_YOUR OBJECTIVE_
When a line in the data below includes "bird", pick it out and copy it.

_EXCERPTED DATA_
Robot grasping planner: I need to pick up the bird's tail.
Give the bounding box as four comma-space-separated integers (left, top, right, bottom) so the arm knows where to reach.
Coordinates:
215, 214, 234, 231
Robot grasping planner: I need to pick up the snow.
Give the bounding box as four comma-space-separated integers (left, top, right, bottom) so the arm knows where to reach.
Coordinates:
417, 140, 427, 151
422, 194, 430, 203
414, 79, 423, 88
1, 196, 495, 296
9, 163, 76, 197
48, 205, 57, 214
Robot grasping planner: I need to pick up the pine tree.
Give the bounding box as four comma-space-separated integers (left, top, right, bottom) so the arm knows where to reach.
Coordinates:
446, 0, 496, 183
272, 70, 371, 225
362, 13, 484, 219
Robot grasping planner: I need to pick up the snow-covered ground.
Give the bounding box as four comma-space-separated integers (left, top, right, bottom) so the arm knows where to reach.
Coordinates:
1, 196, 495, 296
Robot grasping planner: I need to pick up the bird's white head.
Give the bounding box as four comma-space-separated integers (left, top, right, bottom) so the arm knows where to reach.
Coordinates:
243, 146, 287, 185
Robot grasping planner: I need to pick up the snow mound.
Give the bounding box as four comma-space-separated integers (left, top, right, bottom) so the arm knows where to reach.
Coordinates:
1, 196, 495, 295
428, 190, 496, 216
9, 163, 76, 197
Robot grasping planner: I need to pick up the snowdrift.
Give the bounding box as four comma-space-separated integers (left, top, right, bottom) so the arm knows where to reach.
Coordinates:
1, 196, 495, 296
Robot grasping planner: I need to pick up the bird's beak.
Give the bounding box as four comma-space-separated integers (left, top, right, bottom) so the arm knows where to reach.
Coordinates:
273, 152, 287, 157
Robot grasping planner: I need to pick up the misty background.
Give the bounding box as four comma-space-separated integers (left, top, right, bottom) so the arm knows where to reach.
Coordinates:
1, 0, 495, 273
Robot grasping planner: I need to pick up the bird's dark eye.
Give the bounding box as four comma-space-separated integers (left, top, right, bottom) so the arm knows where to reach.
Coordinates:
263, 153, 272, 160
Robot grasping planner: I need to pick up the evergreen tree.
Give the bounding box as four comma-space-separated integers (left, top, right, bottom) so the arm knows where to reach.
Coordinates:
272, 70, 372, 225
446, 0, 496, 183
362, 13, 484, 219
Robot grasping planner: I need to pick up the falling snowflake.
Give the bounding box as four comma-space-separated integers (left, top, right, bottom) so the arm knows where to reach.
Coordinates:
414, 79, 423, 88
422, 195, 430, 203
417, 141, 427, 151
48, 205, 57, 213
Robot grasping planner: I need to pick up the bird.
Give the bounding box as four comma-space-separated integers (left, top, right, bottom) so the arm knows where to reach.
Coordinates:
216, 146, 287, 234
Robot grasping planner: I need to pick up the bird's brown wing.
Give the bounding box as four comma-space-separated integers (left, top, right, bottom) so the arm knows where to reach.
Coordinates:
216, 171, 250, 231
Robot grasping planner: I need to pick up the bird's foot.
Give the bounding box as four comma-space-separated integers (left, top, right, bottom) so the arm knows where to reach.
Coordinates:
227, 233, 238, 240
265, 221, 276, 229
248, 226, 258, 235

_RESPONSE_
Robot grasping planner: I need to pick up the bird's tail.
Robot grasping planner: I need to pick up the bird's white head.
Robot grasping planner: I need to pick up the bird's beak.
Robot grasping planner: I need to pick up the bird's dark eye.
Robot grasping planner: I need to pick up the bird.
Robot grasping planner: I need to pick up the bird's brown wing.
Robot grasping planner: I need to pick up the bird's foot.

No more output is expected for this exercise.